In the entries that follow, find the line containing "positive clicks: (25, 103) (76, 1) (6, 70)"; from there, copy every line exactly through the line containing "positive clicks: (257, 182) (107, 191)".
== MATERIAL PROVIDED
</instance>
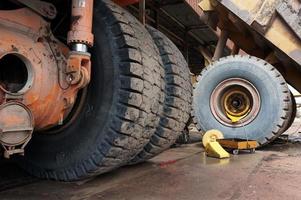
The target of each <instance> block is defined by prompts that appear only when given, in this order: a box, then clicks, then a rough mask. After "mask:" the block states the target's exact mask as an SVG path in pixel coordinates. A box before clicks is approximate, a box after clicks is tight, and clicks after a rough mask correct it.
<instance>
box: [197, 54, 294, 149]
mask: <svg viewBox="0 0 301 200" xmlns="http://www.w3.org/2000/svg"><path fill="white" fill-rule="evenodd" d="M231 84H232V85H231ZM238 84H241V85H238ZM230 86H231V87H233V88H230ZM244 87H245V88H244ZM246 88H247V89H246ZM237 90H238V91H243V92H244V93H247V95H249V94H248V93H250V94H251V95H250V96H252V97H248V96H247V95H246V97H245V96H244V94H241V92H239V95H240V96H239V95H237V96H236V97H235V96H231V95H233V94H235V92H237ZM247 90H248V92H246V91H247ZM249 90H250V92H249ZM222 91H223V93H222ZM218 92H220V94H218ZM228 97H229V98H228ZM232 97H233V98H232ZM234 97H235V98H237V97H239V98H243V99H244V98H250V100H248V102H251V103H250V104H251V106H249V105H248V106H249V108H250V111H247V110H246V112H244V113H242V114H243V116H242V120H245V121H244V122H243V121H241V123H240V122H237V123H236V124H231V123H232V121H231V120H230V119H229V118H228V119H227V116H223V115H226V114H224V111H225V110H226V109H228V108H229V107H230V108H231V107H232V106H236V108H240V107H237V106H238V105H239V106H240V105H243V106H244V105H247V104H243V103H239V101H237V100H235V99H234ZM253 97H254V99H252V98H253ZM231 98H232V99H231ZM290 98H291V96H290V92H289V89H288V86H287V84H286V81H285V79H284V78H283V77H282V75H281V74H280V73H279V72H278V71H277V69H276V68H274V67H273V66H272V65H270V64H269V63H267V62H265V61H263V60H261V59H258V58H255V57H251V56H229V57H225V58H222V59H220V60H219V61H217V62H215V63H213V64H212V65H210V66H208V67H207V68H205V69H204V70H203V71H202V73H201V75H200V76H199V77H198V83H197V84H196V86H195V89H194V97H193V113H192V115H193V118H194V122H195V123H196V125H197V127H198V128H199V129H200V130H202V131H207V130H210V129H218V130H220V131H221V132H223V134H224V136H225V138H241V139H251V140H257V141H258V143H259V145H260V146H262V145H265V144H267V143H269V142H271V141H272V140H274V139H275V138H277V137H278V136H279V135H280V134H281V133H282V132H283V131H284V128H283V127H284V126H286V125H287V124H288V122H287V121H288V120H289V119H290V115H291V113H290V112H289V106H291V105H290V104H291V99H290ZM229 99H230V100H231V101H232V100H233V99H234V100H235V101H234V100H233V102H232V103H233V104H232V103H231V104H230V105H229V106H228V101H226V100H229ZM230 100H229V102H230ZM238 100H239V99H238ZM222 101H223V102H224V103H219V102H222ZM252 101H254V102H252ZM255 101H256V102H255ZM252 104H253V105H252ZM224 106H225V107H224ZM238 110H239V109H238ZM242 110H243V109H242ZM230 111H231V110H230ZM236 111H237V110H236ZM239 113H240V111H239ZM250 113H251V114H250ZM234 114H235V113H234Z"/></svg>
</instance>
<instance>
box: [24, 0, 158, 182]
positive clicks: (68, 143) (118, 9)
mask: <svg viewBox="0 0 301 200" xmlns="http://www.w3.org/2000/svg"><path fill="white" fill-rule="evenodd" d="M93 27H94V35H95V45H94V47H93V49H92V79H91V83H90V85H89V88H88V95H87V98H86V100H85V105H84V107H83V109H82V111H81V112H80V114H79V116H78V117H77V118H76V120H75V122H73V124H72V125H71V126H69V127H67V128H66V129H65V130H64V131H63V132H61V133H58V134H55V135H46V134H45V135H42V134H38V133H36V134H34V137H33V139H32V141H31V143H30V144H29V145H28V147H27V149H26V152H25V157H24V158H23V159H22V160H21V161H22V162H21V163H22V166H23V167H24V168H25V169H26V170H27V171H28V172H29V173H31V174H33V175H35V176H38V177H41V178H47V179H55V180H62V181H74V180H80V179H85V178H88V177H91V176H95V175H98V174H101V173H104V172H108V171H110V170H112V169H115V168H117V167H119V166H121V165H124V164H126V163H128V162H129V161H130V160H131V159H133V158H134V157H135V156H136V155H137V154H138V153H139V152H140V151H141V150H142V149H143V147H144V146H145V145H146V144H147V142H148V141H149V139H150V137H151V136H152V135H153V134H154V132H155V130H156V127H157V126H158V124H159V117H158V115H160V114H161V113H162V112H163V106H162V105H161V103H160V102H162V101H163V99H164V93H163V88H164V82H163V81H162V80H163V73H164V70H163V66H162V62H161V61H160V60H158V57H159V51H158V48H157V47H156V46H155V44H154V43H153V41H152V38H151V36H150V35H149V33H148V31H147V30H146V29H145V28H144V26H142V24H140V23H139V22H138V21H137V20H136V18H134V17H133V16H131V15H130V14H129V13H128V12H126V11H125V10H124V9H122V8H120V7H118V6H117V5H115V4H114V3H112V2H110V1H106V0H104V1H100V0H99V1H96V2H95V10H94V26H93Z"/></svg>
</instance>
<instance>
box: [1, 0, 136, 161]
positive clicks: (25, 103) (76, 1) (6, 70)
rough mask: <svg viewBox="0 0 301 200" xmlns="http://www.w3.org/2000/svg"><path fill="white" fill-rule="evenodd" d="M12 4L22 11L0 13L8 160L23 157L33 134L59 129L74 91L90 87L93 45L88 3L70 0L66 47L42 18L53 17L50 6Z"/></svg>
mask: <svg viewBox="0 0 301 200" xmlns="http://www.w3.org/2000/svg"><path fill="white" fill-rule="evenodd" d="M16 1H17V2H18V3H21V4H23V5H25V8H21V9H17V10H9V11H3V10H1V11H0V35H1V38H0V63H1V70H2V71H1V74H2V75H1V74H0V144H1V145H2V146H3V148H4V150H5V152H4V155H5V157H7V158H9V157H10V156H11V155H13V154H24V148H25V146H26V144H27V143H28V142H29V141H30V139H31V137H32V133H33V131H34V130H37V131H39V130H45V129H49V128H52V127H54V126H57V125H60V124H62V123H63V122H64V120H65V119H66V118H67V117H68V116H69V114H70V112H71V111H72V108H73V107H74V104H75V101H76V99H77V95H78V91H79V90H80V89H81V88H84V87H86V86H87V85H88V83H89V82H90V77H91V60H90V57H91V56H90V54H89V52H88V49H89V47H92V46H93V42H94V36H93V33H92V24H93V21H92V20H93V6H94V4H93V3H94V2H93V0H72V16H71V26H70V31H69V32H68V35H67V44H63V43H61V42H60V41H59V40H57V39H56V38H55V37H54V35H53V34H52V32H51V29H50V24H49V22H47V21H46V20H44V18H43V17H46V18H49V19H53V18H54V17H55V14H56V10H55V7H54V6H53V5H52V4H50V3H47V2H43V1H36V0H26V1H25V0H16ZM115 2H117V3H118V4H120V5H122V6H126V5H129V4H133V3H137V2H138V0H118V1H115ZM67 45H68V46H67ZM22 66H23V68H22ZM14 67H15V68H14Z"/></svg>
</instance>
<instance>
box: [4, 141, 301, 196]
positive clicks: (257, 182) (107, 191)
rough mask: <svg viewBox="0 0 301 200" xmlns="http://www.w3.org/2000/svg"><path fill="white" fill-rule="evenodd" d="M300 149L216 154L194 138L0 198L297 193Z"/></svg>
mask: <svg viewBox="0 0 301 200" xmlns="http://www.w3.org/2000/svg"><path fill="white" fill-rule="evenodd" d="M271 149H273V150H271ZM300 150H301V145H300V144H281V145H274V146H272V147H270V148H269V149H266V150H263V151H257V152H256V153H255V154H248V153H245V154H241V155H238V156H233V157H232V158H231V159H228V160H217V159H213V158H207V157H206V156H205V155H204V153H203V151H202V148H201V147H200V146H199V145H198V144H194V145H186V146H183V147H181V148H174V149H171V150H169V151H167V152H165V153H163V154H161V155H160V156H158V157H156V158H155V159H153V160H152V161H151V162H148V163H145V164H142V165H138V166H132V167H125V168H122V169H119V170H116V171H114V172H112V173H109V174H106V175H102V176H99V177H97V178H95V179H94V180H90V181H89V182H87V183H57V182H51V181H38V182H35V183H32V184H29V185H26V186H23V187H18V188H15V189H10V190H6V191H3V192H1V193H0V199H1V200H5V199H24V200H27V199H28V200H35V199H43V200H48V199H51V200H55V199H64V200H65V199H74V200H78V199H101V200H102V199H106V200H107V199H124V200H126V199H128V200H142V199H147V200H152V199H154V200H155V199H156V200H157V199H160V200H161V199H162V200H169V199H173V200H177V199H179V200H185V199H187V200H195V199H233V200H234V199H273V200H275V199H301V192H300V191H301V151H300Z"/></svg>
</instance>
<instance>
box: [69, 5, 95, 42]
mask: <svg viewBox="0 0 301 200" xmlns="http://www.w3.org/2000/svg"><path fill="white" fill-rule="evenodd" d="M92 22H93V0H72V17H71V30H70V31H69V33H68V39H67V40H68V44H69V45H74V44H84V45H87V46H89V47H91V46H93V43H94V36H93V34H92Z"/></svg>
====
TASK RESULT:
positive clicks: (25, 103) (76, 1) (6, 70)
rough mask: <svg viewBox="0 0 301 200" xmlns="http://www.w3.org/2000/svg"><path fill="white" fill-rule="evenodd" d="M12 4L22 11L0 13L8 160L23 157L33 134L59 129L74 91L90 87L93 45L88 3L70 0L66 47L42 18L53 17L50 6Z"/></svg>
mask: <svg viewBox="0 0 301 200" xmlns="http://www.w3.org/2000/svg"><path fill="white" fill-rule="evenodd" d="M16 1H17V2H18V3H21V4H23V5H25V8H21V9H17V10H9V11H3V10H1V11H0V35H1V38H0V63H1V70H2V71H1V74H2V75H1V74H0V144H1V145H2V146H3V148H4V150H5V152H4V155H5V157H7V158H9V157H10V156H11V155H13V154H24V148H25V146H26V144H27V143H28V142H29V141H30V139H31V137H32V133H33V131H34V130H37V131H39V130H45V129H49V128H52V127H54V126H57V125H60V124H62V123H63V122H64V120H65V119H66V118H67V117H68V116H69V114H70V112H71V111H72V108H73V107H74V104H75V101H76V99H77V95H78V91H79V90H80V89H81V88H84V87H86V86H87V85H88V83H89V82H90V77H91V60H90V57H91V56H90V54H89V52H88V49H89V47H92V46H93V42H94V36H93V33H92V24H93V21H92V20H93V6H94V4H93V3H94V2H93V0H72V16H71V26H70V31H69V32H68V35H67V44H63V43H61V42H60V41H59V40H57V39H56V38H55V37H54V35H53V34H52V32H51V29H50V24H49V22H47V21H46V20H44V18H43V17H46V18H49V19H53V18H54V17H55V14H56V10H55V7H54V6H53V5H52V4H50V3H47V2H43V1H36V0H26V1H25V0H16ZM115 2H117V3H118V4H120V5H122V6H126V5H129V4H133V3H137V2H138V0H118V1H115ZM67 45H68V46H67ZM22 66H23V68H22ZM14 67H15V68H14Z"/></svg>
</instance>
<instance>
box: [4, 141, 301, 196]
positive clicks: (257, 182) (107, 191)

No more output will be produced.